BEGIN Passage to read

At last, the empirical estimation.

line_emp = ot.Curve(
    [[emp_quant], [emp_quant], [0.0]],
    [
        [-0.10],
        [user_defined_dist.computeCDF(emp_quant)],
        [user_defined_dist.computeCDF(emp_quant)],
    ],
)
line_bil_up.setLineStyle("dashed")
g.add(line_emp)

We add some labels.

text_bil_low = ot.Text([[ci.getLowerBound()[0], -0.2]], ["bilat. low. bound"])
text_bil_up = ot.Text([[ci.getUpperBound()[0], -0.25]], ["bilat. up. bound"])
text_low = ot.Text([[ci_low.getLowerBound()[0], -0.05]], ["unilat. low. bound"])
text_up = ot.Text([[ci_up.getUpperBound()[0], -0.1]], ["unilat. up. bound"])
text_emp = ot.Text([[emp_quant, -0.15]], ["emp quant"])
text_emp_2 = ot.Text([[-0.1, 0.9]], ["quant level"])
g.add(text_bil_low)

END Passage to read

== Exercise goal ==
Write out the part of the plotting code above that opens with the words containing "g.add(line_emp)" and closes with "g.add(text_bil_low)".

BEGIN Material shown

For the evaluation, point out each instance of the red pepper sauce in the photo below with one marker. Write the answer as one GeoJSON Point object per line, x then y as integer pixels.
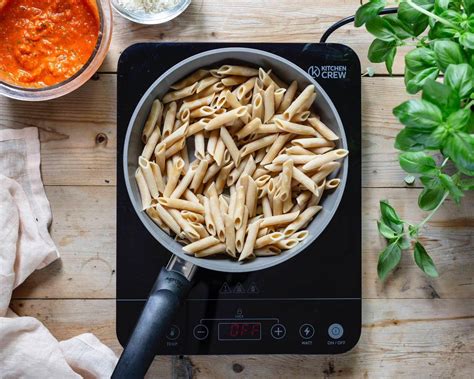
{"type": "Point", "coordinates": [44, 42]}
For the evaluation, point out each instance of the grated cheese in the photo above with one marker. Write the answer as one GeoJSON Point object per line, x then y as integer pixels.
{"type": "Point", "coordinates": [148, 6]}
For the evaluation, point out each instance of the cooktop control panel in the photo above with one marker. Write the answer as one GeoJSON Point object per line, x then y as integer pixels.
{"type": "Point", "coordinates": [310, 304]}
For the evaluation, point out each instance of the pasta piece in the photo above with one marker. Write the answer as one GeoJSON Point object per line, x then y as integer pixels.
{"type": "Point", "coordinates": [323, 129]}
{"type": "Point", "coordinates": [213, 250]}
{"type": "Point", "coordinates": [296, 105]}
{"type": "Point", "coordinates": [184, 183]}
{"type": "Point", "coordinates": [168, 219]}
{"type": "Point", "coordinates": [216, 212]}
{"type": "Point", "coordinates": [305, 181]}
{"type": "Point", "coordinates": [250, 128]}
{"type": "Point", "coordinates": [229, 236]}
{"type": "Point", "coordinates": [143, 188]}
{"type": "Point", "coordinates": [181, 204]}
{"type": "Point", "coordinates": [291, 127]}
{"type": "Point", "coordinates": [193, 78]}
{"type": "Point", "coordinates": [180, 94]}
{"type": "Point", "coordinates": [200, 245]}
{"type": "Point", "coordinates": [173, 176]}
{"type": "Point", "coordinates": [149, 178]}
{"type": "Point", "coordinates": [225, 118]}
{"type": "Point", "coordinates": [320, 160]}
{"type": "Point", "coordinates": [153, 120]}
{"type": "Point", "coordinates": [312, 142]}
{"type": "Point", "coordinates": [230, 144]}
{"type": "Point", "coordinates": [302, 220]}
{"type": "Point", "coordinates": [257, 145]}
{"type": "Point", "coordinates": [269, 103]}
{"type": "Point", "coordinates": [278, 144]}
{"type": "Point", "coordinates": [279, 220]}
{"type": "Point", "coordinates": [247, 250]}
{"type": "Point", "coordinates": [288, 97]}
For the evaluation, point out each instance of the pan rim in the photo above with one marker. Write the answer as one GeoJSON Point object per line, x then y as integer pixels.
{"type": "Point", "coordinates": [236, 267]}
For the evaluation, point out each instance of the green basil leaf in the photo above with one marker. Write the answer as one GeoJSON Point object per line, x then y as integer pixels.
{"type": "Point", "coordinates": [468, 6]}
{"type": "Point", "coordinates": [460, 77]}
{"type": "Point", "coordinates": [386, 231]}
{"type": "Point", "coordinates": [416, 81]}
{"type": "Point", "coordinates": [448, 52]}
{"type": "Point", "coordinates": [410, 15]}
{"type": "Point", "coordinates": [390, 217]}
{"type": "Point", "coordinates": [367, 11]}
{"type": "Point", "coordinates": [418, 163]}
{"type": "Point", "coordinates": [388, 260]}
{"type": "Point", "coordinates": [459, 147]}
{"type": "Point", "coordinates": [402, 30]}
{"type": "Point", "coordinates": [467, 40]}
{"type": "Point", "coordinates": [453, 189]}
{"type": "Point", "coordinates": [389, 59]}
{"type": "Point", "coordinates": [424, 261]}
{"type": "Point", "coordinates": [420, 58]}
{"type": "Point", "coordinates": [381, 29]}
{"type": "Point", "coordinates": [379, 50]}
{"type": "Point", "coordinates": [466, 184]}
{"type": "Point", "coordinates": [430, 197]}
{"type": "Point", "coordinates": [442, 96]}
{"type": "Point", "coordinates": [459, 120]}
{"type": "Point", "coordinates": [419, 115]}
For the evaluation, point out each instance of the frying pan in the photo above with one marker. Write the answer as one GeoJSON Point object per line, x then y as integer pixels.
{"type": "Point", "coordinates": [174, 281]}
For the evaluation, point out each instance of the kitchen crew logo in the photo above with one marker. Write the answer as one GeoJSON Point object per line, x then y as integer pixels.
{"type": "Point", "coordinates": [328, 72]}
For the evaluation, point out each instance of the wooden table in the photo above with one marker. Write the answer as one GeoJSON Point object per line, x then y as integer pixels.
{"type": "Point", "coordinates": [412, 325]}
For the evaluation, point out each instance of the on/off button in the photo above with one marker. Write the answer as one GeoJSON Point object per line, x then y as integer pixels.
{"type": "Point", "coordinates": [200, 332]}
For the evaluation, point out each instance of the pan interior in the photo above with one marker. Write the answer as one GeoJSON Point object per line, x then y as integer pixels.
{"type": "Point", "coordinates": [285, 70]}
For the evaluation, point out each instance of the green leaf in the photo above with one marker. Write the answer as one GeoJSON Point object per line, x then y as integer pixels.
{"type": "Point", "coordinates": [390, 217]}
{"type": "Point", "coordinates": [418, 163]}
{"type": "Point", "coordinates": [367, 11]}
{"type": "Point", "coordinates": [386, 231]}
{"type": "Point", "coordinates": [442, 96]}
{"type": "Point", "coordinates": [459, 120]}
{"type": "Point", "coordinates": [419, 115]}
{"type": "Point", "coordinates": [452, 188]}
{"type": "Point", "coordinates": [430, 197]}
{"type": "Point", "coordinates": [379, 50]}
{"type": "Point", "coordinates": [448, 52]}
{"type": "Point", "coordinates": [381, 29]}
{"type": "Point", "coordinates": [408, 14]}
{"type": "Point", "coordinates": [389, 59]}
{"type": "Point", "coordinates": [424, 261]}
{"type": "Point", "coordinates": [460, 77]}
{"type": "Point", "coordinates": [388, 260]}
{"type": "Point", "coordinates": [467, 40]}
{"type": "Point", "coordinates": [415, 81]}
{"type": "Point", "coordinates": [459, 147]}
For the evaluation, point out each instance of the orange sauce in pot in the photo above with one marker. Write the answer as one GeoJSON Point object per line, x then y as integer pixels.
{"type": "Point", "coordinates": [44, 42]}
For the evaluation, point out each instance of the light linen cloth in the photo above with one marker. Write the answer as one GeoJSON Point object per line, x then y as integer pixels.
{"type": "Point", "coordinates": [27, 348]}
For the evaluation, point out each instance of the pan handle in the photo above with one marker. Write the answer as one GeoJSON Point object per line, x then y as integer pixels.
{"type": "Point", "coordinates": [171, 286]}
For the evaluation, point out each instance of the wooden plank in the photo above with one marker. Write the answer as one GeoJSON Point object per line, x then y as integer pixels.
{"type": "Point", "coordinates": [84, 231]}
{"type": "Point", "coordinates": [73, 152]}
{"type": "Point", "coordinates": [258, 21]}
{"type": "Point", "coordinates": [400, 337]}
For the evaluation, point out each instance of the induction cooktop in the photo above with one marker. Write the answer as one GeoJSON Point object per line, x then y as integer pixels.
{"type": "Point", "coordinates": [310, 304]}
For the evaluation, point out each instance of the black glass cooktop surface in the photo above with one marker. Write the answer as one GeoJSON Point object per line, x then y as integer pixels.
{"type": "Point", "coordinates": [310, 304]}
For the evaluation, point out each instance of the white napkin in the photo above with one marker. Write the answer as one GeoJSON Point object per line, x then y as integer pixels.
{"type": "Point", "coordinates": [27, 348]}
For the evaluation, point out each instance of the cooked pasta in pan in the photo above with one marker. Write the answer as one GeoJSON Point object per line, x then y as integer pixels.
{"type": "Point", "coordinates": [258, 165]}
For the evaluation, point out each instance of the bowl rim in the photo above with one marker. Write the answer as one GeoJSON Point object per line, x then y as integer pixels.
{"type": "Point", "coordinates": [80, 77]}
{"type": "Point", "coordinates": [156, 19]}
{"type": "Point", "coordinates": [162, 238]}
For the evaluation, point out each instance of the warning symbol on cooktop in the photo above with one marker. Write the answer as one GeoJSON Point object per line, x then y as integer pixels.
{"type": "Point", "coordinates": [239, 288]}
{"type": "Point", "coordinates": [225, 289]}
{"type": "Point", "coordinates": [253, 288]}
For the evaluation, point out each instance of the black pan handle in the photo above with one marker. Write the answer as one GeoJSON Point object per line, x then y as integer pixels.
{"type": "Point", "coordinates": [157, 315]}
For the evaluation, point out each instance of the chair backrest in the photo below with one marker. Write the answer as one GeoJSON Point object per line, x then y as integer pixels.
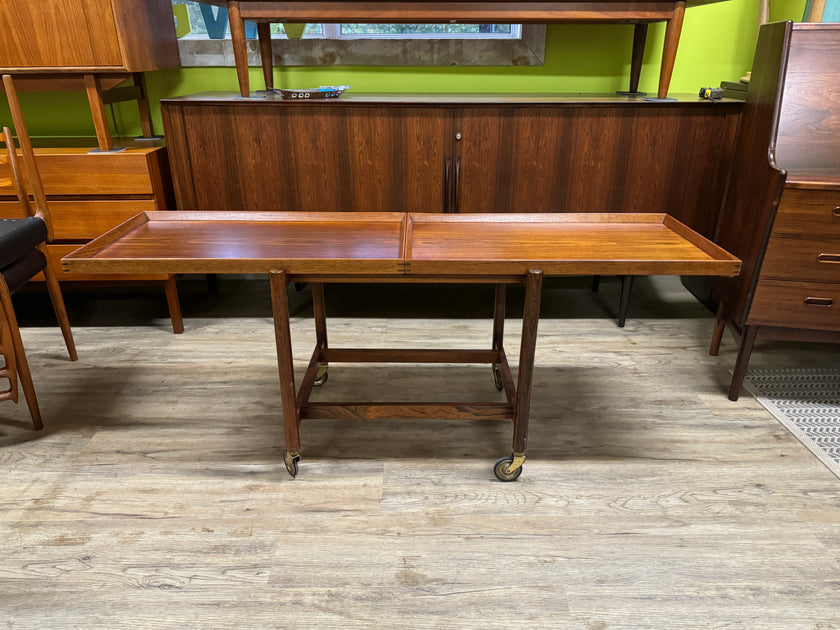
{"type": "Point", "coordinates": [32, 180]}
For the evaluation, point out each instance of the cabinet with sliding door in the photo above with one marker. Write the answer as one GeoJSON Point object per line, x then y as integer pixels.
{"type": "Point", "coordinates": [452, 153]}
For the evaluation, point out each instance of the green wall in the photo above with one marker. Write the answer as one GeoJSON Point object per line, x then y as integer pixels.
{"type": "Point", "coordinates": [717, 44]}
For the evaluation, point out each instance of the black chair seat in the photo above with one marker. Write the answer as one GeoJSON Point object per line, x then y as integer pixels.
{"type": "Point", "coordinates": [21, 271]}
{"type": "Point", "coordinates": [18, 237]}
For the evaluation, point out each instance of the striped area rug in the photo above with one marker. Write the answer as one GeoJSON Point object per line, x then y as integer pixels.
{"type": "Point", "coordinates": [807, 403]}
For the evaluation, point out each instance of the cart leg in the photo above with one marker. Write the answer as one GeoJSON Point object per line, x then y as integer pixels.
{"type": "Point", "coordinates": [283, 337]}
{"type": "Point", "coordinates": [320, 328]}
{"type": "Point", "coordinates": [509, 468]}
{"type": "Point", "coordinates": [499, 330]}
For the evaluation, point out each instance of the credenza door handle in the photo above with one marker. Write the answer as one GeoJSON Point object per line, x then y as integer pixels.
{"type": "Point", "coordinates": [447, 190]}
{"type": "Point", "coordinates": [456, 186]}
{"type": "Point", "coordinates": [819, 302]}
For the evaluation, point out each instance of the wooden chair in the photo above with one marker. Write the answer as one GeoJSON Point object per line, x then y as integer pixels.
{"type": "Point", "coordinates": [22, 256]}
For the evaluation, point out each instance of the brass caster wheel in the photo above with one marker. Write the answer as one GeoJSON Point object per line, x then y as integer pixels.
{"type": "Point", "coordinates": [321, 377]}
{"type": "Point", "coordinates": [497, 378]}
{"type": "Point", "coordinates": [503, 466]}
{"type": "Point", "coordinates": [291, 460]}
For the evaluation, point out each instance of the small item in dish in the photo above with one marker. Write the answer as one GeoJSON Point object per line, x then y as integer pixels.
{"type": "Point", "coordinates": [320, 93]}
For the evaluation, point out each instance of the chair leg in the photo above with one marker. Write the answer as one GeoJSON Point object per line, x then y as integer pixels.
{"type": "Point", "coordinates": [60, 311]}
{"type": "Point", "coordinates": [20, 356]}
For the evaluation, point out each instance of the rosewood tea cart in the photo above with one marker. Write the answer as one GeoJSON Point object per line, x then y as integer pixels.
{"type": "Point", "coordinates": [404, 248]}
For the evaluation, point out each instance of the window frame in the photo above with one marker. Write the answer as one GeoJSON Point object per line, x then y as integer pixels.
{"type": "Point", "coordinates": [527, 50]}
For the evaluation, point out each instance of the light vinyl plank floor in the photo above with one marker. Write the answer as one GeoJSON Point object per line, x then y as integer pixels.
{"type": "Point", "coordinates": [156, 496]}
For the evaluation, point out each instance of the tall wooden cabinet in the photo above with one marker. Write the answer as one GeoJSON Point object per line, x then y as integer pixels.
{"type": "Point", "coordinates": [89, 45]}
{"type": "Point", "coordinates": [90, 193]}
{"type": "Point", "coordinates": [782, 209]}
{"type": "Point", "coordinates": [452, 153]}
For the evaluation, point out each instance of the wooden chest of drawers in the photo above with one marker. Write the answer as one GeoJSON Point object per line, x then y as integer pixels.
{"type": "Point", "coordinates": [781, 214]}
{"type": "Point", "coordinates": [90, 193]}
{"type": "Point", "coordinates": [799, 282]}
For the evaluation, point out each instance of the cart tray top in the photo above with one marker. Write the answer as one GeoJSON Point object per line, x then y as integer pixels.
{"type": "Point", "coordinates": [346, 244]}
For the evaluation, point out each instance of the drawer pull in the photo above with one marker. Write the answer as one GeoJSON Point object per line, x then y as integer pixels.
{"type": "Point", "coordinates": [819, 302]}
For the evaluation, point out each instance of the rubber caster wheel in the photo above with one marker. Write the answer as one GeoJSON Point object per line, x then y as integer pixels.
{"type": "Point", "coordinates": [291, 462]}
{"type": "Point", "coordinates": [497, 378]}
{"type": "Point", "coordinates": [500, 470]}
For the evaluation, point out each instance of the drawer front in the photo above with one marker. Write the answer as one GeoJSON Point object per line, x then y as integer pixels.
{"type": "Point", "coordinates": [77, 173]}
{"type": "Point", "coordinates": [807, 305]}
{"type": "Point", "coordinates": [804, 212]}
{"type": "Point", "coordinates": [56, 252]}
{"type": "Point", "coordinates": [802, 258]}
{"type": "Point", "coordinates": [79, 220]}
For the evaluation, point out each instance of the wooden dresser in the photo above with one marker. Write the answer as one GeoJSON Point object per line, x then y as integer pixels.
{"type": "Point", "coordinates": [90, 193]}
{"type": "Point", "coordinates": [89, 45]}
{"type": "Point", "coordinates": [781, 214]}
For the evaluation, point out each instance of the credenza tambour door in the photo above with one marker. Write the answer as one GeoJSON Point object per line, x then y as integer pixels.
{"type": "Point", "coordinates": [452, 154]}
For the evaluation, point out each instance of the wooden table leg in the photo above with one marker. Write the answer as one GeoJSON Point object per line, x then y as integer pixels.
{"type": "Point", "coordinates": [143, 107]}
{"type": "Point", "coordinates": [266, 55]}
{"type": "Point", "coordinates": [283, 338]}
{"type": "Point", "coordinates": [745, 346]}
{"type": "Point", "coordinates": [673, 29]}
{"type": "Point", "coordinates": [58, 305]}
{"type": "Point", "coordinates": [320, 329]}
{"type": "Point", "coordinates": [240, 47]}
{"type": "Point", "coordinates": [97, 109]}
{"type": "Point", "coordinates": [509, 468]}
{"type": "Point", "coordinates": [624, 300]}
{"type": "Point", "coordinates": [717, 333]}
{"type": "Point", "coordinates": [639, 39]}
{"type": "Point", "coordinates": [20, 355]}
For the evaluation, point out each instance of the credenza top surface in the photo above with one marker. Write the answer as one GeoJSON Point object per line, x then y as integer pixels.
{"type": "Point", "coordinates": [453, 99]}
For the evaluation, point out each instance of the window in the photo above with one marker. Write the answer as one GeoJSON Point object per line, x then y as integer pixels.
{"type": "Point", "coordinates": [208, 42]}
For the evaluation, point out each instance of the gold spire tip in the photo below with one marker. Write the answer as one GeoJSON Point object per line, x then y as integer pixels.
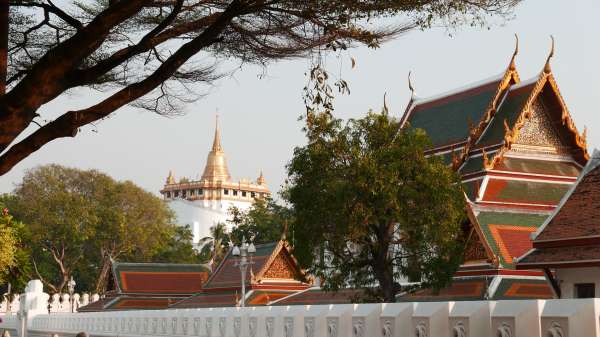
{"type": "Point", "coordinates": [410, 86]}
{"type": "Point", "coordinates": [512, 65]}
{"type": "Point", "coordinates": [547, 68]}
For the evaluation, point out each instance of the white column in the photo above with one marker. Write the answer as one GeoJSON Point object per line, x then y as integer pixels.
{"type": "Point", "coordinates": [516, 318]}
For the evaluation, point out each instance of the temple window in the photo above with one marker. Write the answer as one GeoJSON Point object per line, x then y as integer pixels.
{"type": "Point", "coordinates": [585, 290]}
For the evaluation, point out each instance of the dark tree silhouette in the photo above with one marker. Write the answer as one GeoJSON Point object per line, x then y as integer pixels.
{"type": "Point", "coordinates": [138, 50]}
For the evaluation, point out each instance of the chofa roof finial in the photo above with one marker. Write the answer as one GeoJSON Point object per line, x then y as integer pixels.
{"type": "Point", "coordinates": [410, 87]}
{"type": "Point", "coordinates": [547, 69]}
{"type": "Point", "coordinates": [512, 65]}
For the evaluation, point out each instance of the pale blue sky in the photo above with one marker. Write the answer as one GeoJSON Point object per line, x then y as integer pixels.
{"type": "Point", "coordinates": [259, 115]}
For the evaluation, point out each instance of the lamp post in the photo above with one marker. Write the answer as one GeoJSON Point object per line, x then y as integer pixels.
{"type": "Point", "coordinates": [245, 251]}
{"type": "Point", "coordinates": [71, 287]}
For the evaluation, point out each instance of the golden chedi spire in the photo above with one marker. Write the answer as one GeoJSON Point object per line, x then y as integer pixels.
{"type": "Point", "coordinates": [261, 179]}
{"type": "Point", "coordinates": [170, 178]}
{"type": "Point", "coordinates": [216, 165]}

END Material shown

== Result for this task ==
g.add(line_emp)

We add some labels.

text_bil_low = ot.Text([[ci.getLowerBound()[0], -0.2]], ["bilat. low. bound"])
text_bil_up = ot.Text([[ci.getUpperBound()[0], -0.25]], ["bilat. up. bound"])
text_low = ot.Text([[ci_low.getLowerBound()[0], -0.05]], ["unilat. low. bound"])
text_up = ot.Text([[ci_up.getUpperBound()[0], -0.1]], ["unilat. up. bound"])
text_emp = ot.Text([[emp_quant, -0.15]], ["emp quant"])
text_emp_2 = ot.Text([[-0.1, 0.9]], ["quant level"])
g.add(text_bil_low)